# WORK TO BE COMPLETED:
Convert the listing, beginning at the line that contains "Could you point to the bare" and continuing through the end of the listing, into a two-column CSV with the headers instruction and points. Each row holds one instruction and the points that answer it, each in its own quoted field, with line breaks replaced by spaces.

┄┄┄┄┄┄

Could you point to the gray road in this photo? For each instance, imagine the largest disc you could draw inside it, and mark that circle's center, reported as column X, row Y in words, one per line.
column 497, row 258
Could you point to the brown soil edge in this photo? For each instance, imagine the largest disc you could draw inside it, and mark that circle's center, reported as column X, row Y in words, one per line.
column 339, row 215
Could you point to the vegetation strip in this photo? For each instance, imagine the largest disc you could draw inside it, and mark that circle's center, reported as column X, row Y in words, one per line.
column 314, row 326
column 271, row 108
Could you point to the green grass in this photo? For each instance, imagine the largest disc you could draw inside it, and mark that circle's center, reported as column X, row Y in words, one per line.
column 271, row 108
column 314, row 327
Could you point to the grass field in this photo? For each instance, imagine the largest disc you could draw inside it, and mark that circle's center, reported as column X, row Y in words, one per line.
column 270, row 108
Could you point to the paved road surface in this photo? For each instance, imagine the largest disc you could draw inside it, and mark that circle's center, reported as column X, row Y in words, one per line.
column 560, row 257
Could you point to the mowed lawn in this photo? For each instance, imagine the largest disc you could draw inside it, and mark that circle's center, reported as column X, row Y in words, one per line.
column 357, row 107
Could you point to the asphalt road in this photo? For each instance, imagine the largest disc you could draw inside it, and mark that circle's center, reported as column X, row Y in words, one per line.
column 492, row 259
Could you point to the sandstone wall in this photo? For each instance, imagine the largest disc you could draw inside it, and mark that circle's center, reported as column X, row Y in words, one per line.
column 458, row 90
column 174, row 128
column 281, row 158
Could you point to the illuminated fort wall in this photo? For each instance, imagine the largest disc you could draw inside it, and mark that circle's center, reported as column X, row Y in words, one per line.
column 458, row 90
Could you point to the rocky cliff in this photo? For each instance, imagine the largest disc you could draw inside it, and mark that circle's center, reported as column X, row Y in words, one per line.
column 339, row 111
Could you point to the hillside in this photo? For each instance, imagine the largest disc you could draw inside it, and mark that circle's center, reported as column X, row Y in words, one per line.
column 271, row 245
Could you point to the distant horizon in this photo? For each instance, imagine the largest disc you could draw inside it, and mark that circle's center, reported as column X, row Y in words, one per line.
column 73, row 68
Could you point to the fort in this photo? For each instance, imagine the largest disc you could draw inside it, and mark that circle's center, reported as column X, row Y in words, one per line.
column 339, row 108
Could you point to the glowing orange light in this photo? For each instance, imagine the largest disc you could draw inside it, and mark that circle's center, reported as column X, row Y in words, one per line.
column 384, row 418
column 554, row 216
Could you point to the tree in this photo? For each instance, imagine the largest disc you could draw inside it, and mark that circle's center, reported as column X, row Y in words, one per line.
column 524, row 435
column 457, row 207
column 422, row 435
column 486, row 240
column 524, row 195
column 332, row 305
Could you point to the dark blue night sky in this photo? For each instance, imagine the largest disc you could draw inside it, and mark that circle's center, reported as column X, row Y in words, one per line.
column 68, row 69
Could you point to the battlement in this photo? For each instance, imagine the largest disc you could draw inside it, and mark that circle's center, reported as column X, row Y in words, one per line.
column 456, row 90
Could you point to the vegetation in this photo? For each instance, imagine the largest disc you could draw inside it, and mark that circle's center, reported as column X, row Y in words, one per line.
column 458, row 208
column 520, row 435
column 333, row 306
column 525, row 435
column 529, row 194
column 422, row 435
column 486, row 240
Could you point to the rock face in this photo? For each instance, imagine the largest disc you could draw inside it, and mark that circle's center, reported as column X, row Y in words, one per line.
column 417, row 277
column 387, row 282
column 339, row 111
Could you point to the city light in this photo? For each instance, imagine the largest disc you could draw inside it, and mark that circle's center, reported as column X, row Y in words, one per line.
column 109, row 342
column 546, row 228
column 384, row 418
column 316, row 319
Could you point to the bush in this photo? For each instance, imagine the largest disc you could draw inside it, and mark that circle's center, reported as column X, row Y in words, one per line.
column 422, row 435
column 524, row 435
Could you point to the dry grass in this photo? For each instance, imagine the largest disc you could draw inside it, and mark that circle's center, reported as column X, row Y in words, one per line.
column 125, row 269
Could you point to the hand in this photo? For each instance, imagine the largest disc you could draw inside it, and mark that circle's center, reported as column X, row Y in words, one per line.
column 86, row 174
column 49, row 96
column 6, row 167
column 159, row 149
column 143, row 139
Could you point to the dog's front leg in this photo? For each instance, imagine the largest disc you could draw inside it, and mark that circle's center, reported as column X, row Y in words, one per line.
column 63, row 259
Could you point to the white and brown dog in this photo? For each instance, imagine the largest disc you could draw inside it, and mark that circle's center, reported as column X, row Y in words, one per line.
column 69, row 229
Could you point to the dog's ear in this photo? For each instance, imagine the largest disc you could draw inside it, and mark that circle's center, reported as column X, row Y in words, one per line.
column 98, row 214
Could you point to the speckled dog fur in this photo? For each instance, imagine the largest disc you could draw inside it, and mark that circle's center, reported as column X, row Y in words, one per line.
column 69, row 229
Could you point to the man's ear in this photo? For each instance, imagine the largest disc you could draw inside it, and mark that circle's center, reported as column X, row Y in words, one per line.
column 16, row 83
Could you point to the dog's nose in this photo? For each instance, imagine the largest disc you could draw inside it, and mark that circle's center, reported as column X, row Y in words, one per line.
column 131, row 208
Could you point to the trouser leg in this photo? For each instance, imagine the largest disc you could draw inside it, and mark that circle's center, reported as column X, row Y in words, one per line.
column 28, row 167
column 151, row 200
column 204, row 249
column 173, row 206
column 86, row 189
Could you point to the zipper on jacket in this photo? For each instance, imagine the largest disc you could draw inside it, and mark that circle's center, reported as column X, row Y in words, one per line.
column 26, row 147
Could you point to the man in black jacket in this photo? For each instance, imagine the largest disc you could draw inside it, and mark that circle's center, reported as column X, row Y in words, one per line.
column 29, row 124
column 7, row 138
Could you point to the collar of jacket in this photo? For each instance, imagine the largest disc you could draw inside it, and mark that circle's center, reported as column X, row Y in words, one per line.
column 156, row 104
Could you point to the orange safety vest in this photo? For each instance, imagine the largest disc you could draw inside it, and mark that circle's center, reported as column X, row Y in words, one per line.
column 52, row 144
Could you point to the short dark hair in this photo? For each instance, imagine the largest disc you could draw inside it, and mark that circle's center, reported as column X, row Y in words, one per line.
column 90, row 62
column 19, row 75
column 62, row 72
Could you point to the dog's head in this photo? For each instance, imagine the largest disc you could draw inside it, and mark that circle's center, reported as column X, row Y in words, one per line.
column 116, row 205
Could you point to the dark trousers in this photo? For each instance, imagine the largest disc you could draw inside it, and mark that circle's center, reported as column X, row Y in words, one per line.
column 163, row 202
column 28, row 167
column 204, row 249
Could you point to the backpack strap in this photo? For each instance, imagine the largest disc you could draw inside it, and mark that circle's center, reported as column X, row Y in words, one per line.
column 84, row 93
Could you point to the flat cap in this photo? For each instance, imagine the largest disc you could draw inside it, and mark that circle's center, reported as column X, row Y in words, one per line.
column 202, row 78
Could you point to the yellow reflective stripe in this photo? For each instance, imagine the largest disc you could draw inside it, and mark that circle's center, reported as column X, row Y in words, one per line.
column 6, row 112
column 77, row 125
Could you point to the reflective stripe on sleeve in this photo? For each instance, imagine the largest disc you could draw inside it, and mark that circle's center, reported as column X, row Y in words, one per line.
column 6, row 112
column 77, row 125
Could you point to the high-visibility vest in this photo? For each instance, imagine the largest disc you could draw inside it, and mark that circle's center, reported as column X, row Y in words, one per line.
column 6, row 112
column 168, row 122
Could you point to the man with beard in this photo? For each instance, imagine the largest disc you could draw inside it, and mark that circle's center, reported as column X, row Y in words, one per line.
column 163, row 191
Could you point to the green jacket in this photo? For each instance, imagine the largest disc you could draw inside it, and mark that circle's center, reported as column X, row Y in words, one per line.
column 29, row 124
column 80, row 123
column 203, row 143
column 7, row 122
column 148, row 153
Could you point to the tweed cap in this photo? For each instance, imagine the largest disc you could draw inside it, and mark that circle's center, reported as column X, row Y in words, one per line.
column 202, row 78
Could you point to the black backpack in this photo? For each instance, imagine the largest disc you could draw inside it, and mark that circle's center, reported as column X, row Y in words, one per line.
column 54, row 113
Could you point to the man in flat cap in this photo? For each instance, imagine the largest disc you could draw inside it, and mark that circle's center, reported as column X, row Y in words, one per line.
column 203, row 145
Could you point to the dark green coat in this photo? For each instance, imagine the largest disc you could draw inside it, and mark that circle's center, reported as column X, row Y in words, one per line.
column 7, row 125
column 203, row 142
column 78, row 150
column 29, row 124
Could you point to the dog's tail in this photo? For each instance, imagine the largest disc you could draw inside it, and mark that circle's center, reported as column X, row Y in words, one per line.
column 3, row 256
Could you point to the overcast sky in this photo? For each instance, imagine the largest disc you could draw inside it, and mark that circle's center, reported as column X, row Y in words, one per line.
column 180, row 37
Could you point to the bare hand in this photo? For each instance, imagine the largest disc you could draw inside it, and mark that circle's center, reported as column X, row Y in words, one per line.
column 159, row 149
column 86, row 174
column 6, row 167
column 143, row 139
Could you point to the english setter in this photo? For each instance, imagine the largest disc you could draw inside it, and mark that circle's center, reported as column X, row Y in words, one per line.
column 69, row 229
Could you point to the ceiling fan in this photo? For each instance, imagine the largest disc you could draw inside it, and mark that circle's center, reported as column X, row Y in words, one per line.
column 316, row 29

┄┄┄┄┄┄

# EXERCISE ANSWER:
instruction,points
"Could you point to the bare hand in this photo? For each instance, imagine the largest disc you could draw inside it, and mark that circle's center, reported as column X, row Y in words, one per line.","column 159, row 149 column 86, row 174 column 6, row 167 column 143, row 139"
"Could you point to the english setter in this photo? For each instance, imagine the largest disc you could draw inside it, and mark that circle's center, reported as column X, row Y in words, one per line.","column 69, row 229"
"Could you point to the ceiling fan in this photo? For each instance, imagine the largest disc you could draw inside it, and mark that circle's center, reported as column X, row Y in words, one per line.","column 316, row 29"